--- Material shown ---
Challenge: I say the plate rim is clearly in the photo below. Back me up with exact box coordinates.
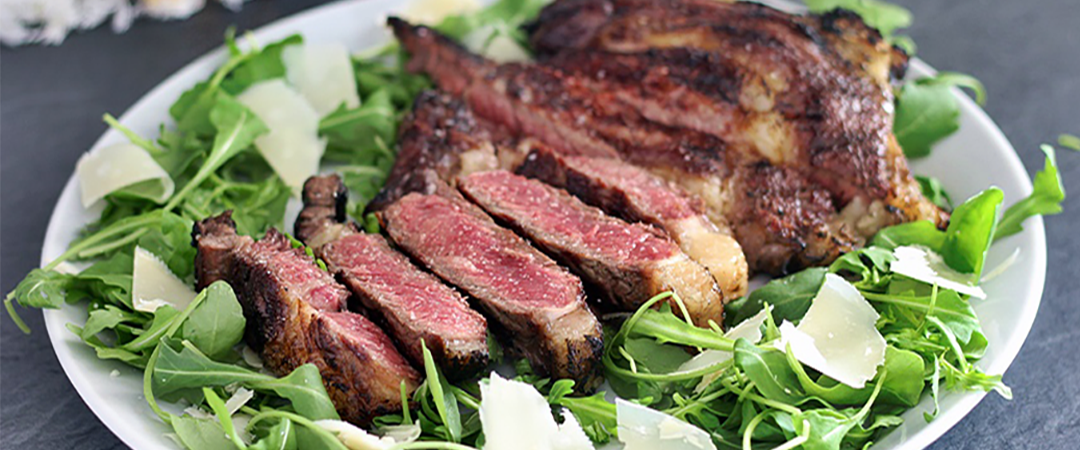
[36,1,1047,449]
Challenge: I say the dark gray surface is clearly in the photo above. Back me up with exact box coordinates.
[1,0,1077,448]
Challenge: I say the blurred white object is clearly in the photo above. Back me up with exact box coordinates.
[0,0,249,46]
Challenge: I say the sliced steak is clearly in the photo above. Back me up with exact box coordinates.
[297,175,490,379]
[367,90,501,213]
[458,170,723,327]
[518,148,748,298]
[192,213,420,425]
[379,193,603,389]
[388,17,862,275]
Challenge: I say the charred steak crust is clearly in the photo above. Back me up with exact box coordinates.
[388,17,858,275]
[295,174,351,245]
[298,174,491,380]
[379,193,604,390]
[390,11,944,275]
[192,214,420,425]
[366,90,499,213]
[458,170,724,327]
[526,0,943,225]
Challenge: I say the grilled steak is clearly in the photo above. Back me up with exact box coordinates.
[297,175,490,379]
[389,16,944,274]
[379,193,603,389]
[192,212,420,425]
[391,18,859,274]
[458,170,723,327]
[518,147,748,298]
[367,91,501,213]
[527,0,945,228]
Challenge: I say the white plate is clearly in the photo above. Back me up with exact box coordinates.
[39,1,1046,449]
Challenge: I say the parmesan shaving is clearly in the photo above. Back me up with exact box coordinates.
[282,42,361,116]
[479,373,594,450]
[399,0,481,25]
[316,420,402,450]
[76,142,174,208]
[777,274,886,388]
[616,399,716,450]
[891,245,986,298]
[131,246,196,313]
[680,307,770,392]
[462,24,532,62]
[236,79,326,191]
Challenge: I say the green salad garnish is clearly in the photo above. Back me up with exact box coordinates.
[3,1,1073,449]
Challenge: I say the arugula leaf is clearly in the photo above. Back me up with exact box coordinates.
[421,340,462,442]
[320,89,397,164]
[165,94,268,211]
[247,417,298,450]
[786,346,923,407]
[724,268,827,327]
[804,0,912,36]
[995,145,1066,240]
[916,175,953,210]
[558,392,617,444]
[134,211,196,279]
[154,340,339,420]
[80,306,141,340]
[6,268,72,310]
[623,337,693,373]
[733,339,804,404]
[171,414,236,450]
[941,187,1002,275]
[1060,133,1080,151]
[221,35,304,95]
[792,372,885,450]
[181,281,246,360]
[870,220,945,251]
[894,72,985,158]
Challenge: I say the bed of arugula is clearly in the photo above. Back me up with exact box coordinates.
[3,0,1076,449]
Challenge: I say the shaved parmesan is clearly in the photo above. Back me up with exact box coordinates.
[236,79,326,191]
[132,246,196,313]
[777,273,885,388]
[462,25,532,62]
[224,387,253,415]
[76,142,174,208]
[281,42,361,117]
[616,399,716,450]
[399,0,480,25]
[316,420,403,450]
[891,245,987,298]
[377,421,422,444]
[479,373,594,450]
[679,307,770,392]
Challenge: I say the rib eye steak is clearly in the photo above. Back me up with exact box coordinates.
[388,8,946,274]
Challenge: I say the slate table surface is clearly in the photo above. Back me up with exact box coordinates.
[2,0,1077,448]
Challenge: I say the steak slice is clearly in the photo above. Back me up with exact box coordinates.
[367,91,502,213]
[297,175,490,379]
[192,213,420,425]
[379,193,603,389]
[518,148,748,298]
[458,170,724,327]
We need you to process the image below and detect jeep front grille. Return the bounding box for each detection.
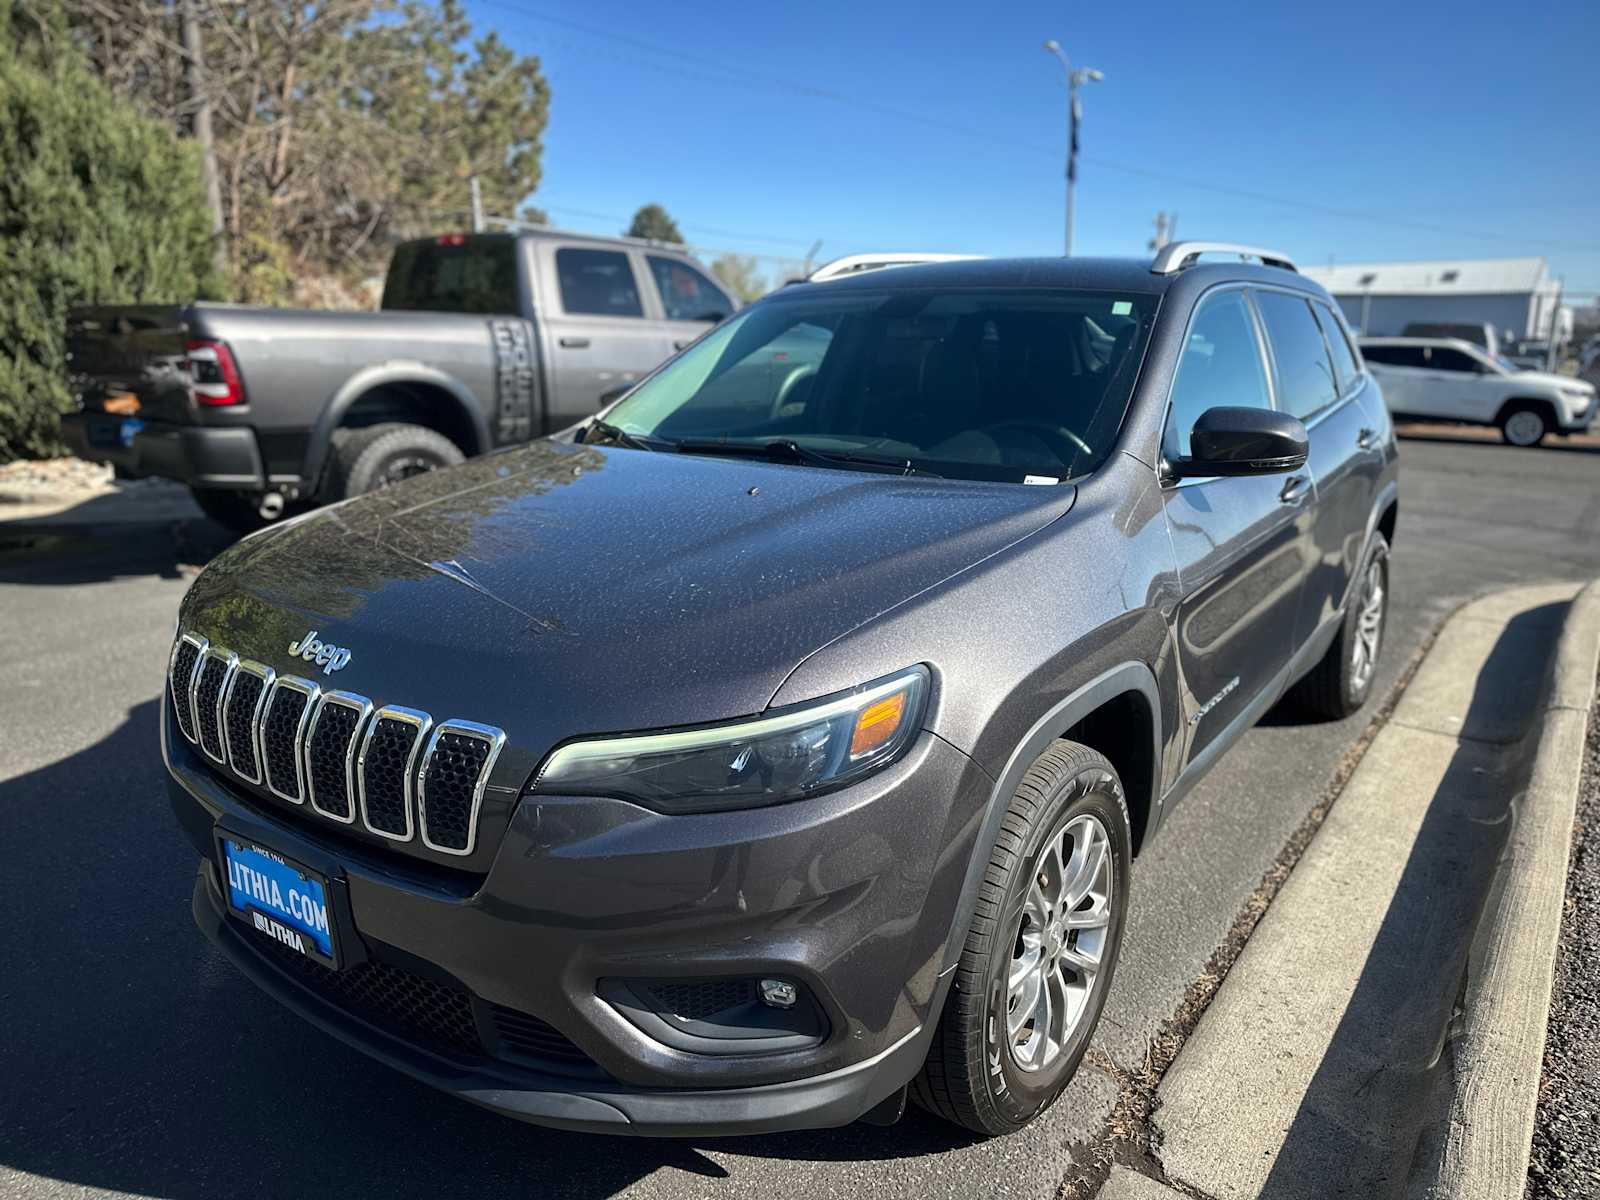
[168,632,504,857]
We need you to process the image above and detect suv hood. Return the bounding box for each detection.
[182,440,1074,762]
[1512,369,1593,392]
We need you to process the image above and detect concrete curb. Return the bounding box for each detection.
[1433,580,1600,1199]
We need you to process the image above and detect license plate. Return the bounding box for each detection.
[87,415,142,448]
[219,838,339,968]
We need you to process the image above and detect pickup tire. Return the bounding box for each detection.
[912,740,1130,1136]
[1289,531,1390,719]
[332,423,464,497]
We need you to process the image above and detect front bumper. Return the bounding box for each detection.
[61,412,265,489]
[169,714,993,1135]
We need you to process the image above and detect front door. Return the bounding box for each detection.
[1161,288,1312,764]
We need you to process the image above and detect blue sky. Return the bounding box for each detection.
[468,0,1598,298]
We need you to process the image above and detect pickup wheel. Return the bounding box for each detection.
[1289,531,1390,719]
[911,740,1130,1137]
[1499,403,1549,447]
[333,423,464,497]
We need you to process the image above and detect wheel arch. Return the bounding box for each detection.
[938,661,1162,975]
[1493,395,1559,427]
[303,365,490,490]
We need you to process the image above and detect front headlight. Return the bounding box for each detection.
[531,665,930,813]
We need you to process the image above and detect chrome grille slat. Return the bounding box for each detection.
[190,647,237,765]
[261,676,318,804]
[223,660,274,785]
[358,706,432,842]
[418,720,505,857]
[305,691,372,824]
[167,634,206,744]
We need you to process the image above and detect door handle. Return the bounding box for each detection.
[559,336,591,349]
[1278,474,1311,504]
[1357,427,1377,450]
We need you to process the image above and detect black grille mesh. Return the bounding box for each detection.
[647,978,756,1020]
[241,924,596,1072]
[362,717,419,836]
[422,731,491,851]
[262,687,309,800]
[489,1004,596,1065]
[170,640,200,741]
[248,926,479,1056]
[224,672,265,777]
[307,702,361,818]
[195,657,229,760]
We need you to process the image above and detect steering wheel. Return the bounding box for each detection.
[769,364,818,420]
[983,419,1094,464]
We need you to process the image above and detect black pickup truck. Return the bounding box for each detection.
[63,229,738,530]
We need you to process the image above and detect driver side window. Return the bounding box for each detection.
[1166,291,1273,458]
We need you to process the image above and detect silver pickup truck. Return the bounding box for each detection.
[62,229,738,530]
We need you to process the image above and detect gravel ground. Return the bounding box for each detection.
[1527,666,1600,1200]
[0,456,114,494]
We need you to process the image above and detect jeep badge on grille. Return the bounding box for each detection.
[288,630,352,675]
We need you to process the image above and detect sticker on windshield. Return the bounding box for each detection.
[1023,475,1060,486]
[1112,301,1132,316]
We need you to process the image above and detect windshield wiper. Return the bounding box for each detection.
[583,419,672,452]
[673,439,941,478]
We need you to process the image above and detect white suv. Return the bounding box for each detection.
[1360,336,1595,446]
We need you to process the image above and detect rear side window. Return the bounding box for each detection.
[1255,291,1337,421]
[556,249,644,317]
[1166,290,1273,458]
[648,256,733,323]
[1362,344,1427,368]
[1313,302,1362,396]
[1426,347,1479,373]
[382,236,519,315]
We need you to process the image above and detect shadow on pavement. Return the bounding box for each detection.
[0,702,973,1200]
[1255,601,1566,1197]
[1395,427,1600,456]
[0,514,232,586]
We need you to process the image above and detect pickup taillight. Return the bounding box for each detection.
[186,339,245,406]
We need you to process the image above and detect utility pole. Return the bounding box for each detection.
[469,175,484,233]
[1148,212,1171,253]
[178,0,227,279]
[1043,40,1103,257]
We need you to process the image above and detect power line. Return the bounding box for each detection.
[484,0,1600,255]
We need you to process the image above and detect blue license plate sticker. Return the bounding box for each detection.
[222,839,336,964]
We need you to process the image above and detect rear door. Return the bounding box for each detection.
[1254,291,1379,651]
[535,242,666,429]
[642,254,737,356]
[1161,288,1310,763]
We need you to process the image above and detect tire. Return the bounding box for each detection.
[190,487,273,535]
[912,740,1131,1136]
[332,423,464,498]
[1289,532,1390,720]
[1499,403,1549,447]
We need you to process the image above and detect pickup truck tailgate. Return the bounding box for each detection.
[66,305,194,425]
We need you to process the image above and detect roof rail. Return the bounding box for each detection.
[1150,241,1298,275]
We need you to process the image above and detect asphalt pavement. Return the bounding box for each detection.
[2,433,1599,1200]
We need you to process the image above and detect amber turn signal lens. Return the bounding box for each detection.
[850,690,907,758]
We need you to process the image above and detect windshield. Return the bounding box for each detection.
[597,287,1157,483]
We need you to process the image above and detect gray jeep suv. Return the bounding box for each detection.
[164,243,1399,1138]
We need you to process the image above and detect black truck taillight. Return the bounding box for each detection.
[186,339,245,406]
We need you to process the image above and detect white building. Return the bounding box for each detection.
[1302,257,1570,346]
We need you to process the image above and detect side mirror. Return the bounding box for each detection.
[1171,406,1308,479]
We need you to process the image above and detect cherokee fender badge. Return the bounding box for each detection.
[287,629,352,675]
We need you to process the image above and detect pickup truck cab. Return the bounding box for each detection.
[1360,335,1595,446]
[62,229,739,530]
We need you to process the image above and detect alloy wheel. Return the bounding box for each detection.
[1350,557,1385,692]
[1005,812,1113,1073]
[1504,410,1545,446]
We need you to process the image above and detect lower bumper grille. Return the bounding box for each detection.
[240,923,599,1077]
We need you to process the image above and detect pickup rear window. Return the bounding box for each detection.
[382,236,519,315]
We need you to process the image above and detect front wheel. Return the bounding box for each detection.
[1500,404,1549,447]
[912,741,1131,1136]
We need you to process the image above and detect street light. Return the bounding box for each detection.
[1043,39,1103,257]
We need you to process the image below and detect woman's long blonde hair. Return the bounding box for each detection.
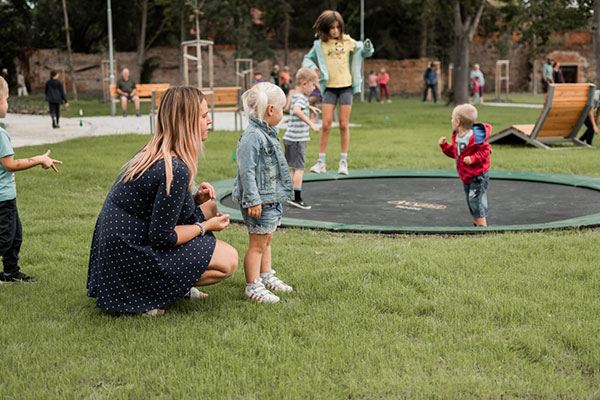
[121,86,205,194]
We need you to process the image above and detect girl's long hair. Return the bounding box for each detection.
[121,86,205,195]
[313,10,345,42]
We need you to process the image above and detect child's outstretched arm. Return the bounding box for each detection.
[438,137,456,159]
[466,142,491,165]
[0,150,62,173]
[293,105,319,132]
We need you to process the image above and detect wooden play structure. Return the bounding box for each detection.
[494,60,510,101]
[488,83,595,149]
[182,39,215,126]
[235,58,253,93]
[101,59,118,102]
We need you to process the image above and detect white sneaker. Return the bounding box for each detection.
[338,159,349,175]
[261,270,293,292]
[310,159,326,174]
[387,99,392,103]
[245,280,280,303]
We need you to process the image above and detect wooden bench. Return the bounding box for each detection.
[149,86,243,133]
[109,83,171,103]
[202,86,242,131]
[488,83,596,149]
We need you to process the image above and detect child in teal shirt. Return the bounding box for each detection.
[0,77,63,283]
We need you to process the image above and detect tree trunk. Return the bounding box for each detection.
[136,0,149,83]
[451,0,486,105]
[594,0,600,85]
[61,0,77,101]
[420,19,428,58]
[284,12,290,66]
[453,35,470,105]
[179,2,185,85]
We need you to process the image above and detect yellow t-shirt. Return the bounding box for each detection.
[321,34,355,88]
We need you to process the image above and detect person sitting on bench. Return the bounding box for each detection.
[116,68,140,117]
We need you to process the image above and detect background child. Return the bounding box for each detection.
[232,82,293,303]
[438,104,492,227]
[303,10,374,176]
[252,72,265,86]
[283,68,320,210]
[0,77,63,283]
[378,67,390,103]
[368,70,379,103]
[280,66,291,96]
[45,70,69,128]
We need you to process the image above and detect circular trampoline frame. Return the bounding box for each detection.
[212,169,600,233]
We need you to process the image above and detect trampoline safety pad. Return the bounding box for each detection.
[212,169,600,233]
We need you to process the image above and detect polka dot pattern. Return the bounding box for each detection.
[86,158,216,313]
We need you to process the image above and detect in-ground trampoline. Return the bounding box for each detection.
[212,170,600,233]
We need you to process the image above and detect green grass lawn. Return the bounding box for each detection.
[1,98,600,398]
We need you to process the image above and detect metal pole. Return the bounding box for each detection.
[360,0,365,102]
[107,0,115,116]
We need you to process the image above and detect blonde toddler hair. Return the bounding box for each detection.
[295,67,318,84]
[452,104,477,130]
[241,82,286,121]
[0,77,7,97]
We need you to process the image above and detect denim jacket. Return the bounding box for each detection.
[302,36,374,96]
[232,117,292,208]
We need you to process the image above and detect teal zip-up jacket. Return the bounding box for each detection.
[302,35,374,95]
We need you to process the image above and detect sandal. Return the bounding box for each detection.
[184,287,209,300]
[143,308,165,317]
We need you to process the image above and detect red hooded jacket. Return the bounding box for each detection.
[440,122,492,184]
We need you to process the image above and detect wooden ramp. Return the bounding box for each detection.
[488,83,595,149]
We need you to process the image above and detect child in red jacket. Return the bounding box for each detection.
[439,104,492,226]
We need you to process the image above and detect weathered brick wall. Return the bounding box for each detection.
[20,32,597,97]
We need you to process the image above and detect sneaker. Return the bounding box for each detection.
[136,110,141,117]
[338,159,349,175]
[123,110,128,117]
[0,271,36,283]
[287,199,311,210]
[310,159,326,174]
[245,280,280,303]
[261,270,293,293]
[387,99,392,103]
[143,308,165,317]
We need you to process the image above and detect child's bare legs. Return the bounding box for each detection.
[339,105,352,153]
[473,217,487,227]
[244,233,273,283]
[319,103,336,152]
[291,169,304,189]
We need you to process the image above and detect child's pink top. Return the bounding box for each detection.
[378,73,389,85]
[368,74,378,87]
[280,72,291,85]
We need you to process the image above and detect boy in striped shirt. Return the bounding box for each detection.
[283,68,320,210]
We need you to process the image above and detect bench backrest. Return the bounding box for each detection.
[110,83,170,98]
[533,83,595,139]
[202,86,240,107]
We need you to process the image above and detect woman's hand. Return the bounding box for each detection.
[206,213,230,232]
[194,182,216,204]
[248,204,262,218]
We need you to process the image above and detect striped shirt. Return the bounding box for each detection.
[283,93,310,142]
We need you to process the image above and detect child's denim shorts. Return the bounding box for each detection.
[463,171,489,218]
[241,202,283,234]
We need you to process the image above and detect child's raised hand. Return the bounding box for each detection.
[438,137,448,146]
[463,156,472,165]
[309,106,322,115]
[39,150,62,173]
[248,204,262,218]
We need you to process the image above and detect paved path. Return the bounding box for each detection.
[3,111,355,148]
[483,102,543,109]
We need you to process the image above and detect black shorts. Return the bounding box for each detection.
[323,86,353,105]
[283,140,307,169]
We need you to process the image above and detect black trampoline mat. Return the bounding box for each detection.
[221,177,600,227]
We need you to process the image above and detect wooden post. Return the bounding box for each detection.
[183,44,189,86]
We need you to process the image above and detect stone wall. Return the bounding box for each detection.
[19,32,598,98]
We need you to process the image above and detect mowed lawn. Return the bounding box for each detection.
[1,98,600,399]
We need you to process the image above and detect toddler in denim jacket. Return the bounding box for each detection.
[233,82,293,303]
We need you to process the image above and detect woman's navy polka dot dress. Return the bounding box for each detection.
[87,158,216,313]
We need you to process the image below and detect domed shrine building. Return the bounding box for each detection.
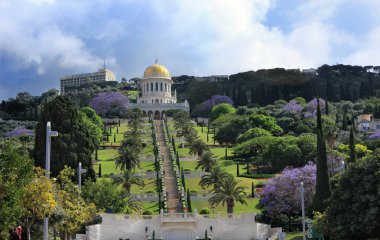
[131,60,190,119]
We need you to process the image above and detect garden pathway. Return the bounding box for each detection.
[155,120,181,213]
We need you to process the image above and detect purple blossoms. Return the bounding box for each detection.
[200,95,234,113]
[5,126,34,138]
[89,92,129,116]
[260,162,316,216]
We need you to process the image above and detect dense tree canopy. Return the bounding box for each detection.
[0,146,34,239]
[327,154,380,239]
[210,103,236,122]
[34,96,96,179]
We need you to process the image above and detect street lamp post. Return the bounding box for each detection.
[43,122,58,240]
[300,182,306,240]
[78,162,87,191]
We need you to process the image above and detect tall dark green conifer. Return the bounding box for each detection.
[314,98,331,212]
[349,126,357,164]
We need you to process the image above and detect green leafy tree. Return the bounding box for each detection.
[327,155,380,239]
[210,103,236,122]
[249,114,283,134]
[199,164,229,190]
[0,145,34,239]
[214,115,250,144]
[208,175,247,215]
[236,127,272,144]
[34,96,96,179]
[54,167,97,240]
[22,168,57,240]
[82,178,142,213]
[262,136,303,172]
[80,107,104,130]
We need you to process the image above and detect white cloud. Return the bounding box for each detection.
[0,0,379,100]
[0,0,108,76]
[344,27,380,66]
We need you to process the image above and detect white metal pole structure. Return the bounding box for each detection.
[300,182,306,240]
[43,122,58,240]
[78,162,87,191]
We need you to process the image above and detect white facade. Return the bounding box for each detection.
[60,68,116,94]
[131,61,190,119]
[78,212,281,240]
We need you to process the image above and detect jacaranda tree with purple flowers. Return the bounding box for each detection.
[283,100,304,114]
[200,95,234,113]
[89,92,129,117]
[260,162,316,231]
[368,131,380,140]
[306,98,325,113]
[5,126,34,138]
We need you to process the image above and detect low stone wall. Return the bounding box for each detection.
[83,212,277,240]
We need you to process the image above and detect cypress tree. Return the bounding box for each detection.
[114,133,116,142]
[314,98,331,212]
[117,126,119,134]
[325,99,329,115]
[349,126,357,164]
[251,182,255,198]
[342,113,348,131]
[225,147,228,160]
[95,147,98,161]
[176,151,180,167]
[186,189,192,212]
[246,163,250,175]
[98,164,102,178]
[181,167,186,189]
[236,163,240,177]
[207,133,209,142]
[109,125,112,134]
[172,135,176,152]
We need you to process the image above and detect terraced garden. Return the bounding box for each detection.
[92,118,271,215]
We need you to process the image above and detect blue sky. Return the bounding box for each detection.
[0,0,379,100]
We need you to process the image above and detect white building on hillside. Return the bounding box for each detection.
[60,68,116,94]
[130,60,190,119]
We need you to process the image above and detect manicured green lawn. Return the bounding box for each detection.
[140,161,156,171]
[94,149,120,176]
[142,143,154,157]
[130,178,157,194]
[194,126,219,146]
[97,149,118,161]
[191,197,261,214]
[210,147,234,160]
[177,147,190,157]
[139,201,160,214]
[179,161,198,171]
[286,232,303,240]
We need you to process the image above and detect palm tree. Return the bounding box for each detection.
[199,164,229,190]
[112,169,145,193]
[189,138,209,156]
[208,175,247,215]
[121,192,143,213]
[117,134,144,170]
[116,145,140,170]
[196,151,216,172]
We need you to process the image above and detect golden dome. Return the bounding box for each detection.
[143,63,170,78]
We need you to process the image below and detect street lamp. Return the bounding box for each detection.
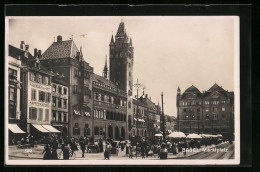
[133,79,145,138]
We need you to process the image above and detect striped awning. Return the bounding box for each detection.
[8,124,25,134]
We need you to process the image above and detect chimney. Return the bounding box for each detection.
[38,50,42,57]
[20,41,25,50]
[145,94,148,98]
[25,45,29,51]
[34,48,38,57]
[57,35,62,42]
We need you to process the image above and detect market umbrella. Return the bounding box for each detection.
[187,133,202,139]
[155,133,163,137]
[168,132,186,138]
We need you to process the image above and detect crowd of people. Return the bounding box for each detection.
---
[Aim of the task] Reproduce word for word the lines from the one containing "hillside. Return the bounding box for each detection." through the end of the data, both ends kept. Drop the pictures.

[Result]
We need you to process the image above and detect white building on hillside. Return the bounding box for each detection.
[60,68,116,94]
[130,60,190,119]
We need you to process the image above and detect manicured green lawn. Return the bounding box for each detection.
[140,161,156,171]
[94,149,120,176]
[142,143,154,157]
[130,178,157,194]
[194,126,219,146]
[97,149,118,161]
[191,197,261,214]
[210,147,234,160]
[177,147,190,157]
[139,201,160,214]
[179,161,198,171]
[286,232,303,240]
We need you to process the image above and detect palm tree. Return the bounding box for each detection.
[199,164,229,190]
[112,169,145,193]
[189,138,209,156]
[208,175,247,215]
[121,192,143,213]
[117,134,144,170]
[116,145,140,170]
[196,151,216,172]
We need you to process the image above and detect golden dome. Return the bounding box for each detection.
[143,63,170,78]
We need you to process the image below and detect street lamp. Return the bounding box for each detection.
[133,79,145,138]
We need you to process the image above and detect striped awning. Return the bounding box for each detection.
[8,124,25,134]
We need you to process the image above and detect chimney. Return the bounding box for each detection.
[38,50,42,57]
[20,41,25,50]
[145,94,148,98]
[25,45,29,51]
[34,48,38,57]
[57,35,62,42]
We need you to process the image above and detect market umbrella. Return the bounding box for each detection.
[187,133,202,139]
[155,133,163,137]
[168,132,186,138]
We need you to process the image above and detect crowd of people. Return the bounding box for each detection.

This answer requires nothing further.